TEKS YANG DIBERIKAN:
-=-=-=-=-

Al khusyu- Al-Qur’an memuat banyak
sekali ayat-ayat doa, di antaranya doa-doa para orangtua yang terbukti bukan
saja makbul (di kabulkan Allah) tapi juga dahsyat hasilnya. Itulah pentingnya
bagi seseorang untuk menempuh berkilo - kilo meter untuk pulang kampung atau mudik di saat hari raya Idul Fitri,
bertemu orang tua di kampung halaman demi maaf dan doa orang tua. Namun kehebatan
doa para orangtua tidak akan makbul begitu saja, ada hal-hal penting yang
menjadi penentu diterima atau ditolaknya permohonan tersebut oleh Allah.
Pengalaman Berdoa
Pengalaman Berdoa
Masa kecil Nabi Ibrahim
sebetulnya berlangsung pahit. Dia termasuk korban kekerasan dalam rumah tangga,
terutama dari orangtuanya. Dalam jangka waktu yang panjang, Nabi Ibrahim harus
menghadapi tekanan hebat dari bapaknya sendiri. Ayahnya yang bernama Azar bukan
saja penyembah berhala, tapi juga menjadi pemahat patung yang disembah kaumnya.
Pertikaian akidah antara ayah
dan anak itu malah berujung pengusiran. Ya, Nabi Ibrahim diusir dari rumah
ayahnya karena menolak menyembah berhala. Sebagaimana diceritakan dalam surat
Maryam ayat 46, yang artinya, “Berkata bapaknya (Azar), “Bencikah kamu kepada
tuhan-tuhanku, hai Ibrahim? Jika kamu tidak berhenti (berdakwah), maka niscaya
kamu akan kurajam, dan tinggalkanlah aku buat waktu yang lama.”
Menghadapi ayah yang durhaka
kepada Allah dan setelah mendapat vonis pengusiran, Nabi Ibrahim malah berkata
dalam bingkai doa, seperti yang dijelaskan surat Maryam ayat 47-48, yang
artinya, “Berkata Ibrahim, “Semoga
keselamatan dilimpahkan kepadamu, aku akan memintakan ampun bagimu kepada
Tuhanku. Sesungguhnya Dia (Allah) sangat baik kepadaku. Dan aku akan menjauhkan
diri darimu dan dari apa yang kamu seru selain Allah, dan aku akan berdoa
kepada Tuhanku, mudah-mudahan aku tidak akan kecewa dengan berdoa kepada
Tuhanku.”
Sekalipun ditakdirkan
mempunyai orangtua yang durhaka, walaupun melalui masa kecil nan suram, Nabi
Ibrahim tidak menunjukkan kelemahan diri dengan menjadi sosok yang traumatis.

-=-=-=-=-

PERINTAH A:
Sajikan dalam bentuk tabel Markdown bagian dari baris-baris di bawah yang dibuka dengan baris yang memuat "Where in the UI above is the town building?" dan ditutup dengan baris yang memuat "[606,924,679,1212]", termasuk kedua baris tersebut dan tanpa baris kosong. Gunakan kolom No untuk nomor urut dan kolom Isi untuk baris itu.
Teks di atas dan baris-baris yang menyusul tidak saling berhubungan.

(Entri yang diambil dari sebuah koleksi)
-=-=-=-=-

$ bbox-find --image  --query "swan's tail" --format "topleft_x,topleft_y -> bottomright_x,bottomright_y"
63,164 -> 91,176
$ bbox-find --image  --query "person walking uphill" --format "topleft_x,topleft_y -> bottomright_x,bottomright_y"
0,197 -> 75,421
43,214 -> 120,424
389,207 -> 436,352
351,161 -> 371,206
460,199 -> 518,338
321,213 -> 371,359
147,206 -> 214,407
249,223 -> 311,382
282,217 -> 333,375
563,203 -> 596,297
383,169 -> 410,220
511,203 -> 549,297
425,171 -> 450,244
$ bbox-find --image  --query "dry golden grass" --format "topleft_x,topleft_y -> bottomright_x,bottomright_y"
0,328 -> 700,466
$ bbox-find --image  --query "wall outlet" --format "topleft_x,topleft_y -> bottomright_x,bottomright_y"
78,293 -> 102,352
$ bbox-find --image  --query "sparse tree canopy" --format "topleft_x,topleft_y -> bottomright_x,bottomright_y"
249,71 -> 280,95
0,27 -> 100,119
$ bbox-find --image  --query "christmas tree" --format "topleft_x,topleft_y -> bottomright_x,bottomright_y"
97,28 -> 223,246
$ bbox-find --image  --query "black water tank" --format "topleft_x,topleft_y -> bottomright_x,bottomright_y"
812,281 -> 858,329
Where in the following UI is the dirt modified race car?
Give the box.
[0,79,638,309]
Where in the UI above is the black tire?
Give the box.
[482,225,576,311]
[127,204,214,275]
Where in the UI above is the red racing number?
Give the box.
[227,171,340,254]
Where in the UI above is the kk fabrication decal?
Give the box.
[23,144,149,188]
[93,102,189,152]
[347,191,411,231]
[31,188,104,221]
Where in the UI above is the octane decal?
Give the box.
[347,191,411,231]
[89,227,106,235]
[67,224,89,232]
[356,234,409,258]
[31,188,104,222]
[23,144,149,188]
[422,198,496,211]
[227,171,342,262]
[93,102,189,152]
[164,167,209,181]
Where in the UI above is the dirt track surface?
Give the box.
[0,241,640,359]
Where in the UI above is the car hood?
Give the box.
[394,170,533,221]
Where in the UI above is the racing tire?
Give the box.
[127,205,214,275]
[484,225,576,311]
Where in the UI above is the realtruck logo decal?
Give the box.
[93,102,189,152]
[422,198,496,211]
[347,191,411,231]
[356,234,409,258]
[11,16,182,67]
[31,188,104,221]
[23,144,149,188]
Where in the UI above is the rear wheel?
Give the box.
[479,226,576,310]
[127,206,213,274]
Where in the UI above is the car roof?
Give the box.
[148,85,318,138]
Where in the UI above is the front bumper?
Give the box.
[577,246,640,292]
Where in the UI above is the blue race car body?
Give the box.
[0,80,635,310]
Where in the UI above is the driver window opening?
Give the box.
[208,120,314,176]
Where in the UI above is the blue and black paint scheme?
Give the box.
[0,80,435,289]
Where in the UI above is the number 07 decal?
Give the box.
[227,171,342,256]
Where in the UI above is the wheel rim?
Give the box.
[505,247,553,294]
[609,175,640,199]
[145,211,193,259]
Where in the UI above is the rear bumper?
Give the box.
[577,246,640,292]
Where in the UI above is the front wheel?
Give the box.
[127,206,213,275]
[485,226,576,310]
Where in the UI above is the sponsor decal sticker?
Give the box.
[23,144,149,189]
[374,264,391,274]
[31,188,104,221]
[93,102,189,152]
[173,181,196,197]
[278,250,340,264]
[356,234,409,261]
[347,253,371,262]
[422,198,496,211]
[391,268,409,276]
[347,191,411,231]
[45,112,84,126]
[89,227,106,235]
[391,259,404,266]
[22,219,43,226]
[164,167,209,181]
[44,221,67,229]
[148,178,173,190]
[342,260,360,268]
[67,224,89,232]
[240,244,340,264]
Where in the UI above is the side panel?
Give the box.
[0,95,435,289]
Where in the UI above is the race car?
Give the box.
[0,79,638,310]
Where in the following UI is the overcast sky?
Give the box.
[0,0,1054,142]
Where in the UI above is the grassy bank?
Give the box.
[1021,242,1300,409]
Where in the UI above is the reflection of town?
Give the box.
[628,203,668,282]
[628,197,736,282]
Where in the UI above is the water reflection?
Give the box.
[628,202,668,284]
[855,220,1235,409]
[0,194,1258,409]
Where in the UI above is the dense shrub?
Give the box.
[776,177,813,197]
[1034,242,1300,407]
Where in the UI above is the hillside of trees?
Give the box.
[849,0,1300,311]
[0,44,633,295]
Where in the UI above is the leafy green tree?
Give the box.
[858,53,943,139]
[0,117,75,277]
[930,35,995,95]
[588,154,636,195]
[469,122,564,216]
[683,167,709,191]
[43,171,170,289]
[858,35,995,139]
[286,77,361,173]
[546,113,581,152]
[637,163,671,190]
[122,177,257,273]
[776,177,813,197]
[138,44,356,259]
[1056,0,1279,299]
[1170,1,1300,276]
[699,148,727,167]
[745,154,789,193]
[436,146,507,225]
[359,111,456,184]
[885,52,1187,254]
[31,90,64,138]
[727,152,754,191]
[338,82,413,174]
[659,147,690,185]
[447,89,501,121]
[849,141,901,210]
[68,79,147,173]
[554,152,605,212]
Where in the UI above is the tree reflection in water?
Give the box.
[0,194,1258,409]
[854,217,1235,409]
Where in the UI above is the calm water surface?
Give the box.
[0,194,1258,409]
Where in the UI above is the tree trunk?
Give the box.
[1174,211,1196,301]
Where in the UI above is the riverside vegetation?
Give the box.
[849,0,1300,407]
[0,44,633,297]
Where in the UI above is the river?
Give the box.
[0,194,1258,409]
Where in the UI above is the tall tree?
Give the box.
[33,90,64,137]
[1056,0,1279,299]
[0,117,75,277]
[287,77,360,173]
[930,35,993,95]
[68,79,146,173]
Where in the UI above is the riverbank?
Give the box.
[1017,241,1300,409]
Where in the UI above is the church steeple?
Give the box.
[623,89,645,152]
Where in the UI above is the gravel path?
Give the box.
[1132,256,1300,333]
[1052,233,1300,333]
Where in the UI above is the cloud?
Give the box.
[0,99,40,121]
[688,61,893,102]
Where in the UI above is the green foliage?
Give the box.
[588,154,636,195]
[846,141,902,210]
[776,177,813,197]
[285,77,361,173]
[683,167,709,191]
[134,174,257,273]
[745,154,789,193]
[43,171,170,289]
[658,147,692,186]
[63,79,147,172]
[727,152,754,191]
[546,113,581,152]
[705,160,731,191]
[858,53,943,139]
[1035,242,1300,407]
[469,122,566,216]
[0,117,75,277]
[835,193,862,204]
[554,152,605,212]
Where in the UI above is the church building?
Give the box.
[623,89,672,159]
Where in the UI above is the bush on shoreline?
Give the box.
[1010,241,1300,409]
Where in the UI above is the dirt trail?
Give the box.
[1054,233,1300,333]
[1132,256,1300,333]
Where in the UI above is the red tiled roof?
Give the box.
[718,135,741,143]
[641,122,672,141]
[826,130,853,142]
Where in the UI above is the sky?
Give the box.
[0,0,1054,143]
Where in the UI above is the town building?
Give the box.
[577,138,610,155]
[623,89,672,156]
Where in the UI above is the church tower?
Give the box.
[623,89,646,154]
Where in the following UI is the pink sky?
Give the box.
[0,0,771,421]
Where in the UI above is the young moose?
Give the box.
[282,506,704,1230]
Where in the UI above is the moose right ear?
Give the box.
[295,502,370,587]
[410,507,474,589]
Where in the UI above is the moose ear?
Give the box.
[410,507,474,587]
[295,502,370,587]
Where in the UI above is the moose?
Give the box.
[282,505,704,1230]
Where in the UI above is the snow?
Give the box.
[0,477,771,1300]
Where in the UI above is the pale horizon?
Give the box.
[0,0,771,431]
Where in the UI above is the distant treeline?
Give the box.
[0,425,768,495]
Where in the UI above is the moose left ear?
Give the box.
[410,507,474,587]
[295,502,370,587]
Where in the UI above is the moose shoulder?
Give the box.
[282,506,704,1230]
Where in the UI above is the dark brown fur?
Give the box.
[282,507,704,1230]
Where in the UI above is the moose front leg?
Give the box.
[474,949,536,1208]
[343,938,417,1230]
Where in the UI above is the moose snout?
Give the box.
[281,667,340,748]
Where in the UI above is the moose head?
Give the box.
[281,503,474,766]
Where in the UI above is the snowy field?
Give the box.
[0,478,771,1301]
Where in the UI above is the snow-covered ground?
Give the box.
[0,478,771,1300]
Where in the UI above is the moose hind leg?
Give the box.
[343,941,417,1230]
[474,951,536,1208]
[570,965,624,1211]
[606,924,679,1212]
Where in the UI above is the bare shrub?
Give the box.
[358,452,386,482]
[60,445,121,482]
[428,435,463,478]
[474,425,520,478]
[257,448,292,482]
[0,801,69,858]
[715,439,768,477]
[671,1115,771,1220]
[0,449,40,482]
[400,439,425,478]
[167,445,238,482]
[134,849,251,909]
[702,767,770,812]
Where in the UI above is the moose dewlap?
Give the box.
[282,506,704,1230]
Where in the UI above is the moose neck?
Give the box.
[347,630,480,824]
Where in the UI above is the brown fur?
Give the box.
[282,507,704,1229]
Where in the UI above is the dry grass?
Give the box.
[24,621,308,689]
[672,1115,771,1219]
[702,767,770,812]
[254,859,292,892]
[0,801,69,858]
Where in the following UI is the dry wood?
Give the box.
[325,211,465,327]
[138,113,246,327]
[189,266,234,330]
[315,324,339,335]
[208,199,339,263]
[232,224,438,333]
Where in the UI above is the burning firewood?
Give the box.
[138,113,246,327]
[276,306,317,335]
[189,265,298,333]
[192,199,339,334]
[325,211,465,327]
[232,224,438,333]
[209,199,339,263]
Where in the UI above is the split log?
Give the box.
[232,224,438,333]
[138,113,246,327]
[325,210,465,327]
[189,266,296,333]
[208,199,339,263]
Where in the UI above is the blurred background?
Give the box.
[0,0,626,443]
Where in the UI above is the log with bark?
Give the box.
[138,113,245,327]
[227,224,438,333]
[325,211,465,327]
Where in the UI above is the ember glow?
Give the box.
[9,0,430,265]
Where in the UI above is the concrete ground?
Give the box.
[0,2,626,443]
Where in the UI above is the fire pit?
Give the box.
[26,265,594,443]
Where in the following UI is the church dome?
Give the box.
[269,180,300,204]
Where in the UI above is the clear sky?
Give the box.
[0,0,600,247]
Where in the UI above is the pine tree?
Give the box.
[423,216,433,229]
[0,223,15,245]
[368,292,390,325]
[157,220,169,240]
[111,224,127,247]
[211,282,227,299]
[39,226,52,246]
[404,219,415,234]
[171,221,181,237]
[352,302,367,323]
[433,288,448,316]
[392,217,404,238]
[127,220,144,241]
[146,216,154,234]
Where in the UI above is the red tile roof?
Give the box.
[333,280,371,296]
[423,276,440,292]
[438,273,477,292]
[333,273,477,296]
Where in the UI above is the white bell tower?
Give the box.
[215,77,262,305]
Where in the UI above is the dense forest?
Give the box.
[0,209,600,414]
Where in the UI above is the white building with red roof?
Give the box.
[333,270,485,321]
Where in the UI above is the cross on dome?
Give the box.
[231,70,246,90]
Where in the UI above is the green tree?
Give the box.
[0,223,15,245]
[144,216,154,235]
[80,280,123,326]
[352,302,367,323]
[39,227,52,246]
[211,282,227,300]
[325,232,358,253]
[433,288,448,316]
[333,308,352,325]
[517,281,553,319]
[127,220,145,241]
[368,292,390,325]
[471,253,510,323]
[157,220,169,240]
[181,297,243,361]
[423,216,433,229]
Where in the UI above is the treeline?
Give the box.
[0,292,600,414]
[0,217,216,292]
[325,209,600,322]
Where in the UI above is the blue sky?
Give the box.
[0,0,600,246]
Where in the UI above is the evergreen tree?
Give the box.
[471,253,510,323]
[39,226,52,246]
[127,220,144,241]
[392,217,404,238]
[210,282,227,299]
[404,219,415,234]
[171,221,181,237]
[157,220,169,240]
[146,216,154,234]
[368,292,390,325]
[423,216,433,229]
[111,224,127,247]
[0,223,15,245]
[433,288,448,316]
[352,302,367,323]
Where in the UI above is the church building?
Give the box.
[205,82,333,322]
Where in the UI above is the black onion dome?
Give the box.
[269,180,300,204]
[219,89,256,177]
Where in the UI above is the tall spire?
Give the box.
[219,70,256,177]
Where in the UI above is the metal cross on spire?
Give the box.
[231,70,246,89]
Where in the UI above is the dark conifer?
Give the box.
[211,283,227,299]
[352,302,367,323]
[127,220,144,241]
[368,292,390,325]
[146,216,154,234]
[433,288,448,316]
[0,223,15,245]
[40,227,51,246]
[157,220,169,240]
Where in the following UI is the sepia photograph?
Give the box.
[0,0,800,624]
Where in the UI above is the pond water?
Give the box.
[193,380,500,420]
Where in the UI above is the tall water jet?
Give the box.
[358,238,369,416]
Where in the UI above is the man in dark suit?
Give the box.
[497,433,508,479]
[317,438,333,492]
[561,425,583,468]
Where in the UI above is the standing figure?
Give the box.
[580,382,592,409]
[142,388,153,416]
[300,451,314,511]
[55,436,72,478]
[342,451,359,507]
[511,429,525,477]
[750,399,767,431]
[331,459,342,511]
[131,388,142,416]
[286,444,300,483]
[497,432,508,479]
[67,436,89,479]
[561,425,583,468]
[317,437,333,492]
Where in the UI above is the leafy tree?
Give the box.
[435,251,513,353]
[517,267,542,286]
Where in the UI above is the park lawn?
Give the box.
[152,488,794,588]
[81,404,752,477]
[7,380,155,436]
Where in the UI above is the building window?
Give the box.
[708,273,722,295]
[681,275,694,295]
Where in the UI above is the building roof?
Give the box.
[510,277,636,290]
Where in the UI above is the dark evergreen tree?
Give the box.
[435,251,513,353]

-=-=-=-=-

PERINTAH B:
Tuliskan ulang tanpa perubahan bagian teks tentang doa orang tua yang diawali kata-kata "Menghadapi ayah yang" dan diakhiri "sosok yang traumatis.".

JAWABAN AKHIR A:
| No | Isi |
|---|---|
| 1 | Where in the UI above is the town building? |
| 2 | Give the box. |
| 3 | [577,138,610,155] |
| 4 | [623,89,672,156] |
| 5 | Where in the UI above is the church tower? |
| 6 | Give the box. |
| 7 | [623,89,646,154] |
| 8 | Where in the following UI is the pink sky? |
| 9 | Give the box. |
| 10 | [0,0,771,421] |
| 11 | Where in the UI above is the young moose? |
| 12 | Give the box. |
| 13 | [282,506,704,1230] |
| 14 | Where in the UI above is the moose right ear? |
| 15 | Give the box. |
| 16 | [295,502,370,587] |
| 17 | [410,507,474,589] |
| 18 | Where in the UI above is the moose ear? |
| 19 | Give the box. |
| 20 | [410,507,474,587] |
| 21 | [295,502,370,587] |
| 22 | Where in the UI above is the moose? |
| 23 | Give the box. |
| 24 | [282,505,704,1230] |
| 25 | Where in the UI above is the snow? |
| 26 | Give the box. |
| 27 | [0,477,771,1300] |
| 28 | Where in the UI above is the pale horizon? |
| 29 | Give the box. |
| 30 | [0,0,771,431] |
| 31 | Where in the UI above is the distant treeline? |
| 32 | Give the box. |
| 33 | [0,425,768,495] |
| 34 | Where in the UI above is the moose left ear? |
| 35 | Give the box. |
| 36 | [410,507,474,587] |
| 37 | [295,502,370,587] |
| 38 | Where in the UI above is the moose shoulder? |
| 39 | Give the box. |
| 40 | [282,506,704,1230] |
| 41 | Where in the UI above is the dark brown fur? |
| 42 | Give the box. |
| 43 | [282,507,704,1230] |
| 44 | Where in the UI above is the moose front leg? |
| 45 | Give the box. |
| 46 | [474,949,536,1208] |
| 47 | [343,938,417,1230] |
| 48 | Where in the UI above is the moose snout? |
| 49 | Give the box. |
| 50 | [281,667,340,748] |
| 51 | Where in the UI above is the moose head? |
| 52 | Give the box. |
| 53 | [281,503,474,766] |
| 54 | Where in the UI above is the snowy field? |
| 55 | Give the box. |
| 56 | [0,478,771,1301] |
| 57 | Where in the UI above is the snow-covered ground? |
| 58 | Give the box. |
| 59 | [0,478,771,1300] |
| 60 | Where in the UI above is the moose hind leg? |
| 61 | Give the box. |
| 62 | [343,941,417,1230] |
| 63 | [474,951,536,1208] |
| 64 | [570,965,624,1211] |
| 65 | [606,924,679,1212] |

JAWABAN AKHIR B:
Menghadapi ayah yang durhaka
kepada Allah dan setelah mendapat vonis pengusiran, Nabi Ibrahim malah berkata
dalam bingkai doa, seperti yang dijelaskan surat Maryam ayat 47-48, yang
artinya, “Berkata Ibrahim, “Semoga
keselamatan dilimpahkan kepadamu, aku akan memintakan ampun bagimu kepada
Tuhanku. Sesungguhnya Dia (Allah) sangat baik kepadaku. Dan aku akan menjauhkan
diri darimu dan dari apa yang kamu seru selain Allah, dan aku akan berdoa
kepada Tuhanku, mudah-mudahan aku tidak akan kecewa dengan berdoa kepada
Tuhanku.”
Sekalipun ditakdirkan
mempunyai orangtua yang durhaka, walaupun melalui masa kecil nan suram, Nabi
Ibrahim tidak menunjukkan kelemahan diri dengan menjadi sosok yang traumatis.